- Exercises
(A) Return the part of the excerpt on exposing kernel capabilities that opens with the words containing "I began to write" and closes with "acceptable for you?".
(B) Take the excerpt on exposing kernel capabilities further, continuing it from the point where it stops.

- Provided text
========================================================================

I began to write code to move this under /sys/kernel/security/capabilities but 
I realized this directory is linked to CONFIG_SECURITYFS.
This option is not required to be able to run container [1].
Also, kernel/capability.c is always compiled, so I think it is better if this 
file (i.e. the one which prints capabilities to user) does not depend on any 
CONFIG_.

What do you think of it? Does this sound acceptable for you?

> > The goal of this file is to be used by "container world" software to know
> > kernel capabilities at run time instead of compile time.
> > 
> > The underlying kernel attribute is read-only and its content is the
> > capability number associated with the capability name:
> > root@vm-amd64:~# cat /sys/kernel/capabilities
> > 0       CAP_CHOWN
> > 1       CAP_DAC_OVERRIDE
> > ...

========================================================================

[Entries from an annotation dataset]
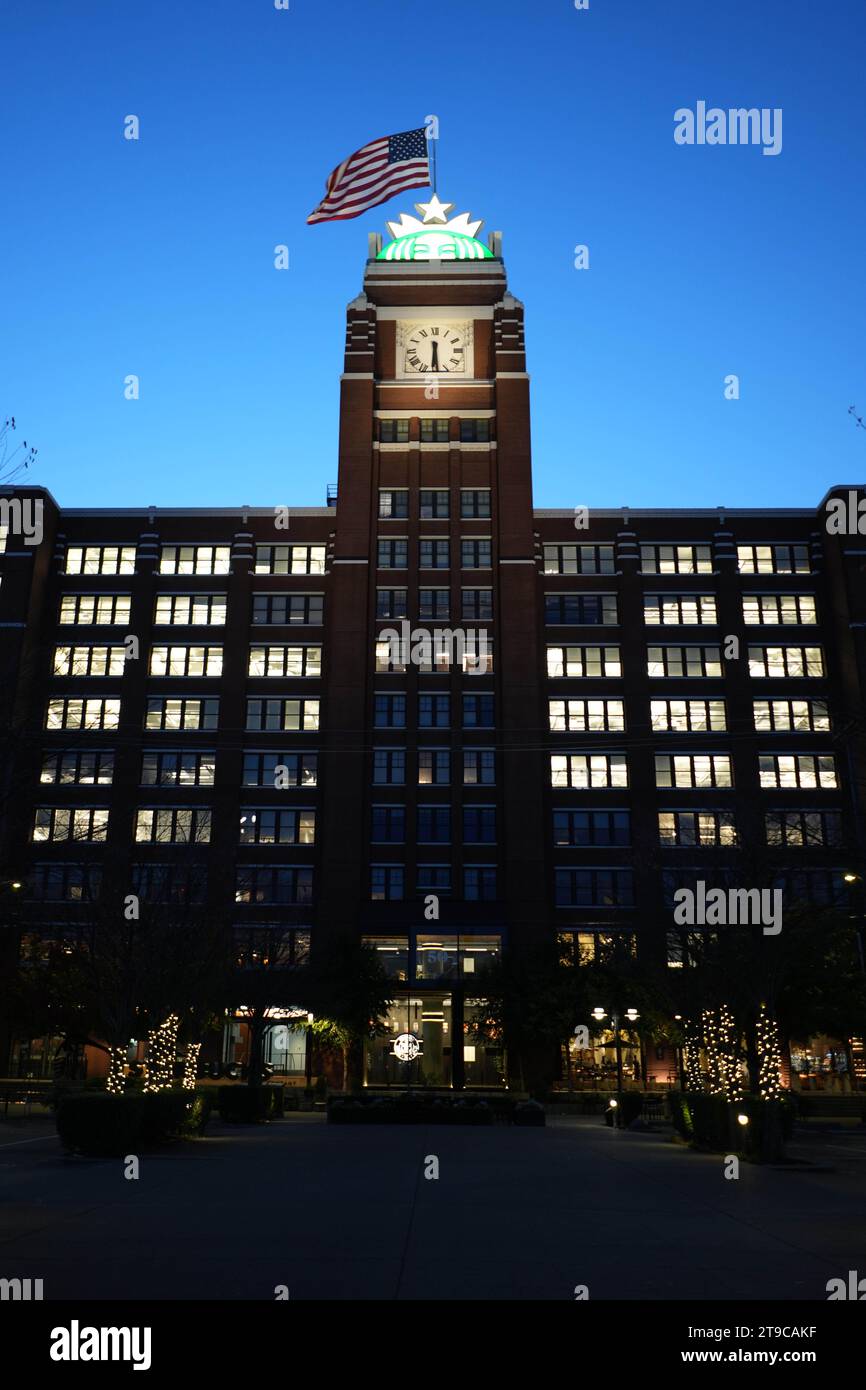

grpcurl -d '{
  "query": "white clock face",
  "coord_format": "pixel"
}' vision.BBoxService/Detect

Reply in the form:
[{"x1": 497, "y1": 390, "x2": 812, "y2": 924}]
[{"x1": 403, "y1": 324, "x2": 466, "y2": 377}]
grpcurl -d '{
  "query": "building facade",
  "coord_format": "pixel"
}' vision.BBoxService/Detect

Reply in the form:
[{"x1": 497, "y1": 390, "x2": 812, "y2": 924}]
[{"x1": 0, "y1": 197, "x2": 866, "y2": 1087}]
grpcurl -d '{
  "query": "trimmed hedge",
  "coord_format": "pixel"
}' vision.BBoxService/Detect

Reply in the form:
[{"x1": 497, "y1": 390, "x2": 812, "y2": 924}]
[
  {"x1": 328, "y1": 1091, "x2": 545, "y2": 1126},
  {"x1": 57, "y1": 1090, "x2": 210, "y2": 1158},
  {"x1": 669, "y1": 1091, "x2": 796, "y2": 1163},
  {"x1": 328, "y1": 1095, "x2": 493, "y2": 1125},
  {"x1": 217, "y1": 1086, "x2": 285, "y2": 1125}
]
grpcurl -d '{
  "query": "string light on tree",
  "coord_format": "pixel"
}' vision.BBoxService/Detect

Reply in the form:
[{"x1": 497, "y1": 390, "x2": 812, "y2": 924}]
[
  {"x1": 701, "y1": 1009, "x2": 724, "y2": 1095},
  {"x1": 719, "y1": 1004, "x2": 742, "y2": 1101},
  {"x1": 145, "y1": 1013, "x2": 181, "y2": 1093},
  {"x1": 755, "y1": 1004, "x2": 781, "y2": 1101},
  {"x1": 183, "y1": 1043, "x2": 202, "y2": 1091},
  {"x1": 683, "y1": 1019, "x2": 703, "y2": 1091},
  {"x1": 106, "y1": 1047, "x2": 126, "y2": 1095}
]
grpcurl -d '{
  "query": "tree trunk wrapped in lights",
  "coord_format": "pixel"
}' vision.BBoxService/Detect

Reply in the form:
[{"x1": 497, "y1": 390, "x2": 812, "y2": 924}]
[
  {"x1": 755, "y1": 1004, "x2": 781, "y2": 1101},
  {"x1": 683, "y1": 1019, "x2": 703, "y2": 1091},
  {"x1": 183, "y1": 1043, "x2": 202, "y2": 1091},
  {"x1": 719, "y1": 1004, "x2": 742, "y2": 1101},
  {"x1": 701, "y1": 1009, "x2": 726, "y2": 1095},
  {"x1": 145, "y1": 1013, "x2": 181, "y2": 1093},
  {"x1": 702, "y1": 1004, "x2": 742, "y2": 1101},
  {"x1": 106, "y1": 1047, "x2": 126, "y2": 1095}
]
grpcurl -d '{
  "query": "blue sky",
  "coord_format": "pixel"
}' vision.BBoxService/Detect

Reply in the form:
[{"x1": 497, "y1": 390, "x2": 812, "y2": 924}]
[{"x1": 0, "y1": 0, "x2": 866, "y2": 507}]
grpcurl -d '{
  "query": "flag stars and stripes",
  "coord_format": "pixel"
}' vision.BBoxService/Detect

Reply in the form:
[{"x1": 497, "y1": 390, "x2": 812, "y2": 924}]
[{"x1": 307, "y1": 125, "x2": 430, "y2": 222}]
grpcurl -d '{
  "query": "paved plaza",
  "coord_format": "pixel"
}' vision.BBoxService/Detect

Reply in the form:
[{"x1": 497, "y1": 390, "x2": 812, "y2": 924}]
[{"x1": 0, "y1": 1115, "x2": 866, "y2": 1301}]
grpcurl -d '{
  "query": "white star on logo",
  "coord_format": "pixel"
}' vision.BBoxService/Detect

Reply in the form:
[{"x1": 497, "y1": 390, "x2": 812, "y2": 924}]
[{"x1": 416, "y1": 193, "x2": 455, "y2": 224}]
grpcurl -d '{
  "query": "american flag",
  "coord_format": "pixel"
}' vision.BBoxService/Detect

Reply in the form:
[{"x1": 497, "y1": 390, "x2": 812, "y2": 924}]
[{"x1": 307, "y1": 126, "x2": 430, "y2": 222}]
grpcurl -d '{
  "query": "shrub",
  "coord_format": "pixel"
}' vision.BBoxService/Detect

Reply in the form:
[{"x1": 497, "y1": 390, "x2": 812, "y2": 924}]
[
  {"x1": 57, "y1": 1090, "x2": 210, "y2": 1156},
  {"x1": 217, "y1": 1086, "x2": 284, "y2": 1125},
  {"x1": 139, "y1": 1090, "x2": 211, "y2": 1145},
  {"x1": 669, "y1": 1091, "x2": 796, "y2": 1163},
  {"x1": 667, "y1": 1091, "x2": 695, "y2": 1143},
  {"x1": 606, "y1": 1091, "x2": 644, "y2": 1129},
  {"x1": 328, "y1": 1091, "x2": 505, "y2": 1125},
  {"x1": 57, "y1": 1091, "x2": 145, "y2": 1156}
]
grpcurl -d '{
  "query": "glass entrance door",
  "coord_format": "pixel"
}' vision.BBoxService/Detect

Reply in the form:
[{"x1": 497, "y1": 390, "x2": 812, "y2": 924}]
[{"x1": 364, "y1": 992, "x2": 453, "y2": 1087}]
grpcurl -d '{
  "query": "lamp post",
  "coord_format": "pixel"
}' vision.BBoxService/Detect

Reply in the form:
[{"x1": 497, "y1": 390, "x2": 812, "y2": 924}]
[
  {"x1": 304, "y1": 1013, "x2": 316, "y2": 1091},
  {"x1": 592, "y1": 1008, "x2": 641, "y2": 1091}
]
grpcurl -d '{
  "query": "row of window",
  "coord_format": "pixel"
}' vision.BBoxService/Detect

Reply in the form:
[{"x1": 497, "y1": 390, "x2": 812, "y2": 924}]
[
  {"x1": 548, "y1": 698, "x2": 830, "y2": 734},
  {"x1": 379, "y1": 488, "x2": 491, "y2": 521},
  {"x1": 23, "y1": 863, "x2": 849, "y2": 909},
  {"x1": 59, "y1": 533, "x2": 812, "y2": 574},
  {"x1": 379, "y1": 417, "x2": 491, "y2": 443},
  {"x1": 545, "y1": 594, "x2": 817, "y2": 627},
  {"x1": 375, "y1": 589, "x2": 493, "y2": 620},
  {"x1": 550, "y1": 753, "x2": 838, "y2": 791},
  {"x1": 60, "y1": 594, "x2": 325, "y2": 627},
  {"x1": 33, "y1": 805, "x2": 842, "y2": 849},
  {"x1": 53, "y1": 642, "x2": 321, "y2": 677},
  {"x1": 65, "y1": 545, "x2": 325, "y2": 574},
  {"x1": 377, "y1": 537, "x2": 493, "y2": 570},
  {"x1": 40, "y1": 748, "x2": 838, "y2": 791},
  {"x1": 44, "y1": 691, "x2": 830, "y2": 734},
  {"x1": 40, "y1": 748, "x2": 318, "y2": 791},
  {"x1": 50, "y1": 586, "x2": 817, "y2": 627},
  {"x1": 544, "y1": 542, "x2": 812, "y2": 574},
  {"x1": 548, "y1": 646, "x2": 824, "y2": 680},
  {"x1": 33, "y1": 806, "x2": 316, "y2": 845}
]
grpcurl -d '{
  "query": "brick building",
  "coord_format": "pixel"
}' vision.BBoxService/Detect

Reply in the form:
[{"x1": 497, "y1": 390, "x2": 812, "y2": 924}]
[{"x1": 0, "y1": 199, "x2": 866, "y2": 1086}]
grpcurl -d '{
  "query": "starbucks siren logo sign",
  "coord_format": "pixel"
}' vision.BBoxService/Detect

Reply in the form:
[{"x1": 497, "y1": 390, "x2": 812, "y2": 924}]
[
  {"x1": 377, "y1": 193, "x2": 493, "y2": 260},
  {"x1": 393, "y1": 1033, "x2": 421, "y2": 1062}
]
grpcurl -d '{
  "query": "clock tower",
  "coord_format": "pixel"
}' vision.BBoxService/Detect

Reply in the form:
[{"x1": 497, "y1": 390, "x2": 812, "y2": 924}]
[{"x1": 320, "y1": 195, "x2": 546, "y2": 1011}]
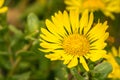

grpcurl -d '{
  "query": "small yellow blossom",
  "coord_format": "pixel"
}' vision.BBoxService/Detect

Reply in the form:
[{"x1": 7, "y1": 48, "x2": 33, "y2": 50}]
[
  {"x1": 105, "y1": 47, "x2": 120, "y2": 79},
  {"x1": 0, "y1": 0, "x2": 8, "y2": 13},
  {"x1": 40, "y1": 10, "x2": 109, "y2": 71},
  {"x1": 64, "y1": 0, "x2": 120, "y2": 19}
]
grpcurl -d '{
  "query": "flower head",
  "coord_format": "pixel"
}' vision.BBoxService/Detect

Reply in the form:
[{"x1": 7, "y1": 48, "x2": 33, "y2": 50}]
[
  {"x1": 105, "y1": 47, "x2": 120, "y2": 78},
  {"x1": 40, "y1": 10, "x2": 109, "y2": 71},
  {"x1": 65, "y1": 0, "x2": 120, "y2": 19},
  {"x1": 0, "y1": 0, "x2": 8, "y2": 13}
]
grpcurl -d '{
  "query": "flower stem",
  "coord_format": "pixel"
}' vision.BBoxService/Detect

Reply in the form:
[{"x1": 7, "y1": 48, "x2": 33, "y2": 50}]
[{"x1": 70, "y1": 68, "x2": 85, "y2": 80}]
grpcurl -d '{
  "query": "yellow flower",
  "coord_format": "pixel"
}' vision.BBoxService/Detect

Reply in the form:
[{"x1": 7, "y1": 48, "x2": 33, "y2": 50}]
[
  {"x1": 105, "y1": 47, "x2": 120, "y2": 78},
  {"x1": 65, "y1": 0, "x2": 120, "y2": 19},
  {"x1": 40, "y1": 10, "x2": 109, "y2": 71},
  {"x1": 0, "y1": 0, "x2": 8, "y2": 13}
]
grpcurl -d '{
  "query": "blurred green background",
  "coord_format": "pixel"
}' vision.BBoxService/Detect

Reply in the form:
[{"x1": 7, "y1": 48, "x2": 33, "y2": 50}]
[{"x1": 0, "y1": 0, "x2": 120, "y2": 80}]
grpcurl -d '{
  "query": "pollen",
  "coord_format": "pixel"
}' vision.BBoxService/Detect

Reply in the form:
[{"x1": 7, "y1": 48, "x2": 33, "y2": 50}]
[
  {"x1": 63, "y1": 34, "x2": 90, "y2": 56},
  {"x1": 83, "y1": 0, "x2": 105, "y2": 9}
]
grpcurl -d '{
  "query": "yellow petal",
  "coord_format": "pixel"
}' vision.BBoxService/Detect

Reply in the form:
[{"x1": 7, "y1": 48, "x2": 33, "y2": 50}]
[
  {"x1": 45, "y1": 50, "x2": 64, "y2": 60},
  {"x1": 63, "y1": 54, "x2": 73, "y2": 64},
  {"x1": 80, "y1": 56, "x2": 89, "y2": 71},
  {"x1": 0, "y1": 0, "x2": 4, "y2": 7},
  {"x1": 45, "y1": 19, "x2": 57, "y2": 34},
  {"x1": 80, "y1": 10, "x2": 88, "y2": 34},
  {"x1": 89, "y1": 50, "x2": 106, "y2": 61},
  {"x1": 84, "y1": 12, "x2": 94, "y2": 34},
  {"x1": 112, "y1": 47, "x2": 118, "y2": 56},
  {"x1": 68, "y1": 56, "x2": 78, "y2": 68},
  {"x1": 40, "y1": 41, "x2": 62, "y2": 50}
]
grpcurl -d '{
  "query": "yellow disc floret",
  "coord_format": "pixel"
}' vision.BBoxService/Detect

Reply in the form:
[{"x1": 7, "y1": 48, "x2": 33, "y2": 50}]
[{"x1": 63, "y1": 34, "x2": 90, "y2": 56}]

========================================================================

- Results for the exercise
(A)
I began to write code to move this under /sys/kernel/security/capabilities but 
I realized this directory is linked to CONFIG_SECURITYFS.
This option is not required to be able to run container [1].
Also, kernel/capability.c is always compiled, so I think it is better if this 
file (i.e. the one which prints capabilities to user) does not depend on any 
CONFIG_.

What do you think of it? Does this sound acceptable for you?

(B)
> > 39      CAP_BPF
> > 
> > The kernel already exposes the last capability number under:
> > /proc/sys/kernel/cap_last_cap
> > So, I think there should not be any issue exposing all the capabilities it
> > offers.
> > If there is any, please share it as I do not want to introduce issue with
> > this series.
> > 
> > Also, if you see any way to improve this series please share it as it
> > would
> > increase this contribution quality.
> > 
> > Francis Laniel (2):
> >    capability: Add cap_strings.
> >    kernel/ksysfs.c: Add capabilities attribute.
> >   
> >   include/uapi/linux/capability.h |  1 +
> >   kernel/capability.c             | 45 +++++++++++++++++++++++++++++++++
> >   kernel/ksysfs.c                 | 18 +++++++++++++
> >   3 files changed, 64 insertions(+)
> > 
> > Best regards and thank you in advance for your reviews.
> > ---
> > [1] man capabilities
> > [2]
> > https://github.com/containerd/containerd/blob/1a078e6893d07fec10a4940a566
> > 4fab21d6f7d1e/pkg/cap/cap_linux.go#L135 [3]
> > https://github.com/moby/moby/commit/485cf38d48e7111b3d1f584d5e9eab46a902a
> > abc#diff-2e04625b209932e74c617de96682ed72fbd1bb0d0cb9fb7c709cf47a86b6f9c1
> > moby relies on containerd code.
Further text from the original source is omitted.